-- Begin Data to use --
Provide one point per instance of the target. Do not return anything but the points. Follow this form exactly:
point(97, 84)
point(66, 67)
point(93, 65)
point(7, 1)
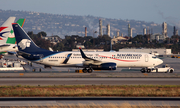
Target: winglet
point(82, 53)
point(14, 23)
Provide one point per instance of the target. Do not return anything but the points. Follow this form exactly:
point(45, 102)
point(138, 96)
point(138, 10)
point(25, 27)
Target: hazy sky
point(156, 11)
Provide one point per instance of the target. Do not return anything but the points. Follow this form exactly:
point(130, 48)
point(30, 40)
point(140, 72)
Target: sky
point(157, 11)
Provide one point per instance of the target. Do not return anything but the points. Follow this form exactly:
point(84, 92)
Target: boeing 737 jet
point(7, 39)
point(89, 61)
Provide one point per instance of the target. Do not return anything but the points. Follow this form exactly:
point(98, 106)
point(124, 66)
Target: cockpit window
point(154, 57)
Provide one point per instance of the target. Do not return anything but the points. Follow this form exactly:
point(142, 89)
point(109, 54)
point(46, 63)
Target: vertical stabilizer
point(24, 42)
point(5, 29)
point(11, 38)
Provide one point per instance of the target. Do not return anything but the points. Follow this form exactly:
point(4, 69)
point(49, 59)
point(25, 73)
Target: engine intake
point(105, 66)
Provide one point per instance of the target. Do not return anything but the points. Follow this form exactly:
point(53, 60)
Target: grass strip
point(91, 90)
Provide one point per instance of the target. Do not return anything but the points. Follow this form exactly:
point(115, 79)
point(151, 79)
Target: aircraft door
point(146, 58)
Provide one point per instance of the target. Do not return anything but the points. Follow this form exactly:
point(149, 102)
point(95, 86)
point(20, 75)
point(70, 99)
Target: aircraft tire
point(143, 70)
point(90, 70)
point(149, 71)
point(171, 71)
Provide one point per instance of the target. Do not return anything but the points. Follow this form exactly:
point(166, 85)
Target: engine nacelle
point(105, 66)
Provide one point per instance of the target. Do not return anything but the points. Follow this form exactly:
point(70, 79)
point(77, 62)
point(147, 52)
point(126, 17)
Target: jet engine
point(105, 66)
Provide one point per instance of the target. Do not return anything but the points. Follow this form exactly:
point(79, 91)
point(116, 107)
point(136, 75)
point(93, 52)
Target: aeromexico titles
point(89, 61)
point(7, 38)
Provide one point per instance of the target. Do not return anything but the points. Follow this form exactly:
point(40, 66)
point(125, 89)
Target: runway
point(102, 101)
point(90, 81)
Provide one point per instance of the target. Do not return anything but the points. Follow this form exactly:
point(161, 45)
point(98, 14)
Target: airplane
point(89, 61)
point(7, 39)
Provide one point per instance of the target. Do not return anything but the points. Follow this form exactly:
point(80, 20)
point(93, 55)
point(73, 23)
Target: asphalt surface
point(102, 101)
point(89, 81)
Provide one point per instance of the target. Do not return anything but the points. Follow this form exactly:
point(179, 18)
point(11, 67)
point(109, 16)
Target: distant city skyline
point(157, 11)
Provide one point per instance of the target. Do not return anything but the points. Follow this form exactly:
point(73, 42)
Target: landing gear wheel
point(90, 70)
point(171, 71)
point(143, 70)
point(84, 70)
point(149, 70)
-- End Data to use --
-- Begin Data to use --
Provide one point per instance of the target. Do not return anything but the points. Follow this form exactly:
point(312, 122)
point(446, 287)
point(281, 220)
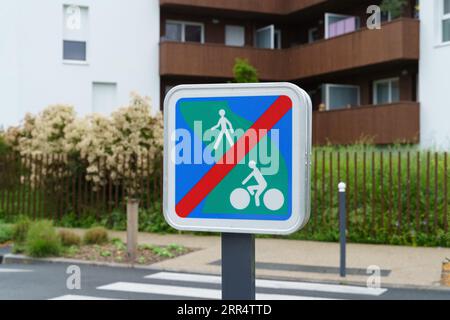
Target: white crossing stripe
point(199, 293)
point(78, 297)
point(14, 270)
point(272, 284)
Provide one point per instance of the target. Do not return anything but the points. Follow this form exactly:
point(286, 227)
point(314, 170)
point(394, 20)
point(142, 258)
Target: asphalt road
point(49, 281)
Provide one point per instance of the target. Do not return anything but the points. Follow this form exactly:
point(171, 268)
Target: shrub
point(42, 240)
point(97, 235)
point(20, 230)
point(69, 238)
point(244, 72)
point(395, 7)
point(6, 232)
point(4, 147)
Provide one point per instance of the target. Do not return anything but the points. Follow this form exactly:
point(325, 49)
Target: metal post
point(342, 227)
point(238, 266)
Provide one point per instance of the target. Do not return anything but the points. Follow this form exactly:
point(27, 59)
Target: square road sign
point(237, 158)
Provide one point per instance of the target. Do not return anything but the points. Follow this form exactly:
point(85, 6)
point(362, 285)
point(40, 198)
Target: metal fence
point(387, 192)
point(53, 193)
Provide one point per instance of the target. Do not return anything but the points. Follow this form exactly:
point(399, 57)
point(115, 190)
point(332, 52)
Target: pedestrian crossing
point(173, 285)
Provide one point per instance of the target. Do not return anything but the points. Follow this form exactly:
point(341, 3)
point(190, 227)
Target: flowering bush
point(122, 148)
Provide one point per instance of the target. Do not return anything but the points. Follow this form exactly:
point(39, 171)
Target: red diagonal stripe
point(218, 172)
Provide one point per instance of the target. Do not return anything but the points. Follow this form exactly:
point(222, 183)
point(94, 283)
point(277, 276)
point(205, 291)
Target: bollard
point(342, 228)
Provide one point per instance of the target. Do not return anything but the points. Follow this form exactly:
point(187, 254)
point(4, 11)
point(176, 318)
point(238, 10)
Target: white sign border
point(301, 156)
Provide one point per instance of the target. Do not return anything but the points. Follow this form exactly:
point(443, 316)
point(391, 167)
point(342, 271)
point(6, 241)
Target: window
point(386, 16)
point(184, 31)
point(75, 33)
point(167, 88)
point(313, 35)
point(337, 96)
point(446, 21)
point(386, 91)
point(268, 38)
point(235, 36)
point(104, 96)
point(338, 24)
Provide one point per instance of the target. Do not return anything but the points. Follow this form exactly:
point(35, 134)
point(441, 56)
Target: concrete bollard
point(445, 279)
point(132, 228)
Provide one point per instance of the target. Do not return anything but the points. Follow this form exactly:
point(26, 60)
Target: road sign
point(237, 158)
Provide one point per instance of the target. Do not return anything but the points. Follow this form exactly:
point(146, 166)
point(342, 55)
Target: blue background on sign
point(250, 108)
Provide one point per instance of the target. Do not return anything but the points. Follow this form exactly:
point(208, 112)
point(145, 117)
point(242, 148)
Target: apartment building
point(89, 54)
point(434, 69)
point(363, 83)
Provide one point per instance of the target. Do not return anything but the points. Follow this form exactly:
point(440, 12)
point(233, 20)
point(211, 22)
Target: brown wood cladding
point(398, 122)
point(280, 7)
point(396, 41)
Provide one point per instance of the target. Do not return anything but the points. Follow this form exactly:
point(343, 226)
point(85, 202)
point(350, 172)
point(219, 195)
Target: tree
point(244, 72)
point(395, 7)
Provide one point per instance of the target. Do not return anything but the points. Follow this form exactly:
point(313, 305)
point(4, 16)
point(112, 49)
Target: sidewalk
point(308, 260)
-- End Data to use --
- [The request]
Identify each line above that contains the word "road" and copy every such line in full.

- [Written solution]
Target: asphalt road
Target: square road sign
Target: road sign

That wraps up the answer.